• _Document section_
..........

Nevertheless, NEWS/NEWS2 ≥ 5 is the worst performing choice compared to all models (NEWS2: M0’,M1’,M2’ & NEWS: M0,M1,M2).

Discussion

In this study, we investigated the performance of multiple enhanced NEWS2 models in terms of discrimination and calibration in predicting the risk of COVID-19. Model M0’ uses NEWS2 alone; Model M1’ extends M0’ with age and sex and Model M2’ extends M1’ with all the subcomponents of NEWS2 plus diastolic blood pressure. Equivalent models (M0, M1, M2) using NEWS were also developed but model M2 excluded two parameters that are in NEWS2 but not in NEWS - oxygen flow rate and scale 2 (yes/no).

NEWS2 models (M0’, M1’, M2’) were more sensitive but less specific than NEWS models (M0, M1, M2). Models M2 and M2’ were the best in class, with the highest c-statistics (0.77 and 0.72 respectively). The high negative predictive value suggests models M2 and M2’ may be particularly useful in ruling out COVID-19 early in the patients unplanned admission which is clinically useful because testing for COVID-19 using viral nucleic acid testing is more time consuming than measuring and recording the patients vital signs data sets as defined by NEWS/NEWS2.

..........

[Natural-language object grounding items]
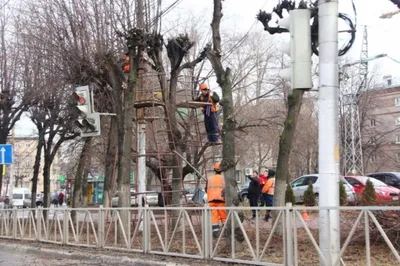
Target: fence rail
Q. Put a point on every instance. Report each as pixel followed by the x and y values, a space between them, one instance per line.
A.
pixel 291 239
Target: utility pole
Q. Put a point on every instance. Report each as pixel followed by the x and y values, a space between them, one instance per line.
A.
pixel 141 128
pixel 328 128
pixel 12 169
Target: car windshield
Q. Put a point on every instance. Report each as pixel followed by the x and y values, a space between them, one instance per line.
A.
pixel 374 181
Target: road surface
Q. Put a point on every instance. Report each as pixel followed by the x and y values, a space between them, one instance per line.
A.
pixel 22 258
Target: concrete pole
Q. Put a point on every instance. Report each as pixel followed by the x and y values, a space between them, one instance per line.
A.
pixel 141 125
pixel 12 169
pixel 328 128
pixel 141 160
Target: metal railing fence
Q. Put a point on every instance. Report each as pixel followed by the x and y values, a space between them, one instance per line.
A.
pixel 290 239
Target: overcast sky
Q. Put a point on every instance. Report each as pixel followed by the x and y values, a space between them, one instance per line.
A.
pixel 239 17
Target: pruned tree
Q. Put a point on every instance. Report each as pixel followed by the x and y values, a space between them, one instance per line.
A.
pixel 15 98
pixel 294 101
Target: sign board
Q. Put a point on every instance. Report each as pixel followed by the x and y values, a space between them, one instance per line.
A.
pixel 6 154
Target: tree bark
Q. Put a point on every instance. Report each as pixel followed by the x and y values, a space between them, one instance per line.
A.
pixel 110 162
pixel 77 196
pixel 229 126
pixel 36 169
pixel 285 146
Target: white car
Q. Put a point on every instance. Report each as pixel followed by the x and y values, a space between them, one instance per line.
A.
pixel 151 198
pixel 299 185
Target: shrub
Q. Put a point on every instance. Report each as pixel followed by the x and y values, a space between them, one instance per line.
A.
pixel 289 195
pixel 309 196
pixel 369 195
pixel 342 194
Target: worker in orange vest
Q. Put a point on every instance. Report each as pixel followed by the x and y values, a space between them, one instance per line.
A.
pixel 268 190
pixel 215 189
pixel 210 112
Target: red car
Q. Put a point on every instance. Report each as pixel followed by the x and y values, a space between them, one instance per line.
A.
pixel 384 193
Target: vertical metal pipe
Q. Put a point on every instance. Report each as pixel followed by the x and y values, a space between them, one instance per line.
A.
pixel 328 157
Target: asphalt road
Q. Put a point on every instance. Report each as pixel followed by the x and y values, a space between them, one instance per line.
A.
pixel 18 258
pixel 23 258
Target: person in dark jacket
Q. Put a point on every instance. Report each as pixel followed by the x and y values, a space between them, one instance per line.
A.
pixel 210 113
pixel 254 191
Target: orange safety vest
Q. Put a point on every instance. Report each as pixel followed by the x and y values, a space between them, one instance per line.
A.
pixel 215 186
pixel 269 187
pixel 214 106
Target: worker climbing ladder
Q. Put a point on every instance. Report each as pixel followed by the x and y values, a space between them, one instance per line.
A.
pixel 163 155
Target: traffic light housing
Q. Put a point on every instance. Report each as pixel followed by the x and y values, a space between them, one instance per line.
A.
pixel 87 120
pixel 299 49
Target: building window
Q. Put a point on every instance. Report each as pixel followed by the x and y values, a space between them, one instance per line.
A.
pixel 372 122
pixel 397 101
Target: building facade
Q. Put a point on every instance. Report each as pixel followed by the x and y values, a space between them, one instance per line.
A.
pixel 24 152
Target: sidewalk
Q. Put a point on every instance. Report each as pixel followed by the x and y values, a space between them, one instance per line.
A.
pixel 37 253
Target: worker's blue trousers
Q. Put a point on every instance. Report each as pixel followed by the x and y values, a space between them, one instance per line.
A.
pixel 211 124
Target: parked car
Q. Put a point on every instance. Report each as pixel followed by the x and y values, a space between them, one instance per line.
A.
pixel 389 178
pixel 243 191
pixel 300 185
pixel 21 198
pixel 384 193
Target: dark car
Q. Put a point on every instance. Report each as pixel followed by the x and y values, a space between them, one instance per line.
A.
pixel 243 191
pixel 389 178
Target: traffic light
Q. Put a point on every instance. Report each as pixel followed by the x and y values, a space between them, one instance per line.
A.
pixel 299 49
pixel 87 120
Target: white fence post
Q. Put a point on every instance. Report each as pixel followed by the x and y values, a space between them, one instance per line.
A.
pixel 38 223
pixel 65 227
pixel 101 227
pixel 15 222
pixel 289 234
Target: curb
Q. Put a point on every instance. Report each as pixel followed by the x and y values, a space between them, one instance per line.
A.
pixel 106 259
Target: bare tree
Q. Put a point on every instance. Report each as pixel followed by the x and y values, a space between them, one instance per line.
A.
pixel 14 98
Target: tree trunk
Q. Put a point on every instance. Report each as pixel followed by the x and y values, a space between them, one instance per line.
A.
pixel 110 162
pixel 77 196
pixel 229 126
pixel 46 185
pixel 36 169
pixel 285 146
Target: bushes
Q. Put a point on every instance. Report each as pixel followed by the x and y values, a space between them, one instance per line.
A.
pixel 289 195
pixel 309 196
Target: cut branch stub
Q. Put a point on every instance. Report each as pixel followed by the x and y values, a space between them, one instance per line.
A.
pixel 177 48
pixel 136 37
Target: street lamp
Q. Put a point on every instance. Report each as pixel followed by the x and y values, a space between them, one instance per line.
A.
pixel 389 14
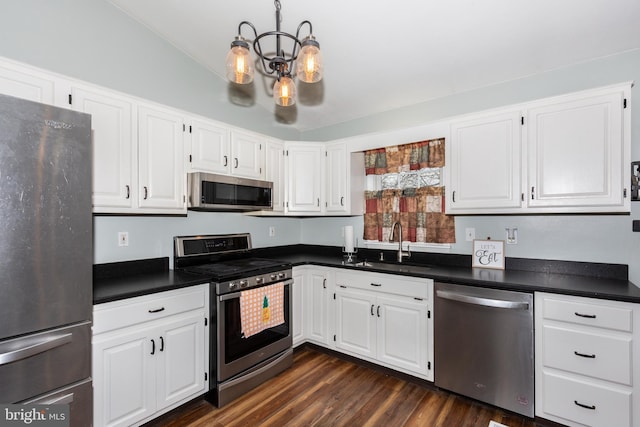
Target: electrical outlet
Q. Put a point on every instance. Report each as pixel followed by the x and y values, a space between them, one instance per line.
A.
pixel 469 234
pixel 123 238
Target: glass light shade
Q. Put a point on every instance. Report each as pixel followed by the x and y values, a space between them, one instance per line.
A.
pixel 309 64
pixel 284 92
pixel 240 66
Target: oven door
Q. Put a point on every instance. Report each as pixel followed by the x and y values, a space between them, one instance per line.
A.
pixel 235 353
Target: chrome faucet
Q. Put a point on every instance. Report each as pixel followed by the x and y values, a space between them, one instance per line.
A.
pixel 401 254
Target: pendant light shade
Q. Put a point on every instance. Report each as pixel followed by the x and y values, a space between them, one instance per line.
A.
pixel 284 91
pixel 240 68
pixel 309 63
pixel 304 58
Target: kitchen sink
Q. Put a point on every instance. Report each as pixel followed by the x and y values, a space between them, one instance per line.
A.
pixel 391 267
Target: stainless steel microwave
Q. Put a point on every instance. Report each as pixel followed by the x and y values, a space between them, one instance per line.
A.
pixel 212 192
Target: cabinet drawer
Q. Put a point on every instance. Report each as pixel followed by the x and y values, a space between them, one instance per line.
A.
pixel 399 285
pixel 120 314
pixel 602 406
pixel 582 312
pixel 596 355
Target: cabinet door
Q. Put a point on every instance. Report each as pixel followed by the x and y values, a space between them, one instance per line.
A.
pixel 298 305
pixel 114 153
pixel 182 368
pixel 316 308
pixel 576 154
pixel 485 164
pixel 274 172
pixel 336 183
pixel 246 155
pixel 356 322
pixel 403 333
pixel 124 378
pixel 304 177
pixel 209 147
pixel 162 181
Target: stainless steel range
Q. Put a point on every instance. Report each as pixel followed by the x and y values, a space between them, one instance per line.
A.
pixel 239 361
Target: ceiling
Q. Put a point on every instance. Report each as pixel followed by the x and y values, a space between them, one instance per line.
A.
pixel 383 55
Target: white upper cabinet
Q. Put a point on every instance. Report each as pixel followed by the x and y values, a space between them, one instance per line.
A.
pixel 578 153
pixel 114 146
pixel 565 154
pixel 215 148
pixel 304 177
pixel 209 150
pixel 162 183
pixel 485 163
pixel 246 154
pixel 274 172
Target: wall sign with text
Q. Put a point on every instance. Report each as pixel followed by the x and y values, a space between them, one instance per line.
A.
pixel 488 254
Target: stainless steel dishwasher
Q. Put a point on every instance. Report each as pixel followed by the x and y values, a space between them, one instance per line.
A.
pixel 484 345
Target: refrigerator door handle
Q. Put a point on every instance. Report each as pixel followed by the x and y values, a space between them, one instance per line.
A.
pixel 33 348
pixel 65 399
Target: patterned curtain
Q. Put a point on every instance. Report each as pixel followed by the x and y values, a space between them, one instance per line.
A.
pixel 404 183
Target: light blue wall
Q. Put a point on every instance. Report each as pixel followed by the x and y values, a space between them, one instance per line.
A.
pixel 592 238
pixel 93 41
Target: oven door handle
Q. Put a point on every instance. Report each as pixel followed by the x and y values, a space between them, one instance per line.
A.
pixel 235 295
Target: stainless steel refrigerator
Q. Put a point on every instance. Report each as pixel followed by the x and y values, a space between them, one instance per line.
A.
pixel 46 257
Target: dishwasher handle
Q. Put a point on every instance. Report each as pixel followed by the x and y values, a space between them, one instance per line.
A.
pixel 485 302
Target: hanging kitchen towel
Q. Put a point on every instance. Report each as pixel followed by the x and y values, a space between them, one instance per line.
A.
pixel 261 308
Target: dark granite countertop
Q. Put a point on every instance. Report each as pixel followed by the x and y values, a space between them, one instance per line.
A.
pixel 121 280
pixel 116 281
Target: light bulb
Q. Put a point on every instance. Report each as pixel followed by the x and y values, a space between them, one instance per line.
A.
pixel 309 63
pixel 240 67
pixel 284 92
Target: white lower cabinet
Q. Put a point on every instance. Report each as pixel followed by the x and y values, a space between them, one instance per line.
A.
pixel 587 361
pixel 386 319
pixel 150 354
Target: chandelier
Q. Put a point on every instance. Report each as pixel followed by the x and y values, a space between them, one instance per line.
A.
pixel 304 53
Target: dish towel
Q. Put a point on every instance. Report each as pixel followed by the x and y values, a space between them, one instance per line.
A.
pixel 261 308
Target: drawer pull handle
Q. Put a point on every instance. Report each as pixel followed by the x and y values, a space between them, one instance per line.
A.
pixel 589 356
pixel 588 316
pixel 582 405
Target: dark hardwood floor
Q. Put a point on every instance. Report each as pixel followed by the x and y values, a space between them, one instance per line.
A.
pixel 322 390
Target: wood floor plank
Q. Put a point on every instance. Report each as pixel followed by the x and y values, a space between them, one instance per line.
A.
pixel 322 390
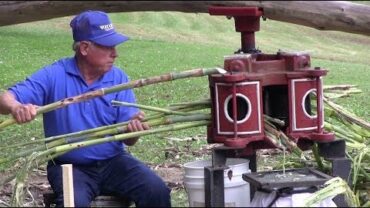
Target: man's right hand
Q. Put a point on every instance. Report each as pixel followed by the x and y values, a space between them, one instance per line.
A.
pixel 21 113
pixel 24 113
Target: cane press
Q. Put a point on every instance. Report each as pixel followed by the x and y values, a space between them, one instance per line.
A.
pixel 279 85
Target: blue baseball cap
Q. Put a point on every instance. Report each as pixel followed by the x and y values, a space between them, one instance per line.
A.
pixel 96 26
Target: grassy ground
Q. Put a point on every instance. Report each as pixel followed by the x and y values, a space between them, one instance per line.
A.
pixel 170 41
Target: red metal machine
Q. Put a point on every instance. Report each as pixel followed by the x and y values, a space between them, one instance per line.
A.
pixel 256 84
pixel 278 85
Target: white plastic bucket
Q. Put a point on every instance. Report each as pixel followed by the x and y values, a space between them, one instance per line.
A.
pixel 237 191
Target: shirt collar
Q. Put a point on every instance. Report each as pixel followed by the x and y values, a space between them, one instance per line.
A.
pixel 73 70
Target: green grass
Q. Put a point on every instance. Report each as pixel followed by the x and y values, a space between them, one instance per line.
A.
pixel 162 42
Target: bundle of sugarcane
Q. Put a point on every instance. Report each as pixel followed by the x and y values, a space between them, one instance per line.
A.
pixel 165 120
pixel 356 132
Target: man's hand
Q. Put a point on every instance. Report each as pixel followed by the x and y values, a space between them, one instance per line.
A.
pixel 24 113
pixel 21 113
pixel 134 125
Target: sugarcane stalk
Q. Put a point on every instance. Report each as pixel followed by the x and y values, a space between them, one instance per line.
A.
pixel 317 157
pixel 274 120
pixel 347 115
pixel 206 101
pixel 132 84
pixel 91 132
pixel 334 186
pixel 120 137
pixel 146 107
pixel 104 132
pixel 347 134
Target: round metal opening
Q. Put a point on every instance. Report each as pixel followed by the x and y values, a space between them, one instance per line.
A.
pixel 309 103
pixel 242 106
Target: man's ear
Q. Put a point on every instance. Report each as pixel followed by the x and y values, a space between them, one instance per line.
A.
pixel 84 48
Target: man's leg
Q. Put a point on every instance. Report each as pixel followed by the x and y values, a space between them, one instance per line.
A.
pixel 85 187
pixel 128 177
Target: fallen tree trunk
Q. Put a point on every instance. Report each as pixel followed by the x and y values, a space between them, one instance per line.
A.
pixel 322 15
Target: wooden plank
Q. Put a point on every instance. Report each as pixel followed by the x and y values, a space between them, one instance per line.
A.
pixel 342 16
pixel 68 192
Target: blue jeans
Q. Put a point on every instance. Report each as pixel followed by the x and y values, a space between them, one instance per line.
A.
pixel 122 176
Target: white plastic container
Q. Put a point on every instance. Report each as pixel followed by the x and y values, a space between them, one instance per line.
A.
pixel 237 191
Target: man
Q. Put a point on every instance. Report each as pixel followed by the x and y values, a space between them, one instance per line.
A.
pixel 99 169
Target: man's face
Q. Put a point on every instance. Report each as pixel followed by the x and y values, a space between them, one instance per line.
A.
pixel 101 58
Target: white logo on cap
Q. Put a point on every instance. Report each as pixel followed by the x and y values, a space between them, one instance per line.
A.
pixel 106 27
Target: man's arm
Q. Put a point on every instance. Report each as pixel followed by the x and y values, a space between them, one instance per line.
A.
pixel 21 113
pixel 134 125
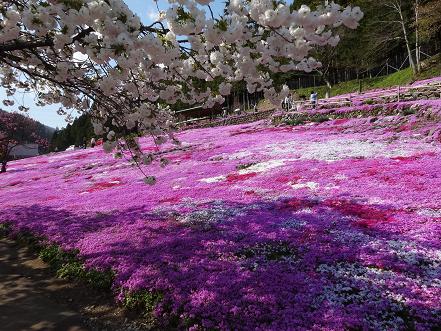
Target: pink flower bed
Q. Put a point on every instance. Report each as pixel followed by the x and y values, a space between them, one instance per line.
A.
pixel 322 227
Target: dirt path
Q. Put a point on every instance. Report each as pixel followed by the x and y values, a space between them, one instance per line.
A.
pixel 31 298
pixel 27 294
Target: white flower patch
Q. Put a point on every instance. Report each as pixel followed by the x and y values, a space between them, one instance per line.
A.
pixel 263 166
pixel 429 212
pixel 334 150
pixel 308 185
pixel 239 155
pixel 210 180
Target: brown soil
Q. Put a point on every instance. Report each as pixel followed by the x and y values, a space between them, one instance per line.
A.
pixel 31 298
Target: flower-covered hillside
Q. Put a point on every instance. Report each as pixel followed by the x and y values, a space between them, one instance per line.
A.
pixel 323 226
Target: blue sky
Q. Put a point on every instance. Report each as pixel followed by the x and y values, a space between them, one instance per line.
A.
pixel 146 9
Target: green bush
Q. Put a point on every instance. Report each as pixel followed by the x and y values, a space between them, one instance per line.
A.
pixel 141 301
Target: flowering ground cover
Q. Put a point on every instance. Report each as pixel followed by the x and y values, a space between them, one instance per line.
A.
pixel 323 226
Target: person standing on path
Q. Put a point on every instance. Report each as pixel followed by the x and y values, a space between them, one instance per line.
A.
pixel 313 99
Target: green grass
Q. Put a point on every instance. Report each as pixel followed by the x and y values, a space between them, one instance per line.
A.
pixel 431 68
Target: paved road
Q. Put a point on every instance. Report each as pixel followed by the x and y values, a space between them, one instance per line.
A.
pixel 30 298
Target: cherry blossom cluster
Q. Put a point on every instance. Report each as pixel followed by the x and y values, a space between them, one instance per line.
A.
pixel 97 55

..........

• _Task requirements_
Return the part of the excerpt on NEWS2 models for COVID-19 prediction that runs from "NEWS2 models (M0’, M1’, M2’)" up to and including "defined by NEWS/NEWS2.", copied word for word.

• _Written answer_
NEWS2 models (M0’, M1’, M2’) were more sensitive but less specific than NEWS models (M0, M1, M2). Models M2 and M2’ were the best in class, with the highest c-statistics (0.77 and 0.72 respectively). The high negative predictive value suggests models M2 and M2’ may be particularly useful in ruling out COVID-19 early in the patients unplanned admission which is clinically useful because testing for COVID-19 using viral nucleic acid testing is more time consuming than measuring and recording the patients vital signs data sets as defined by NEWS/NEWS2.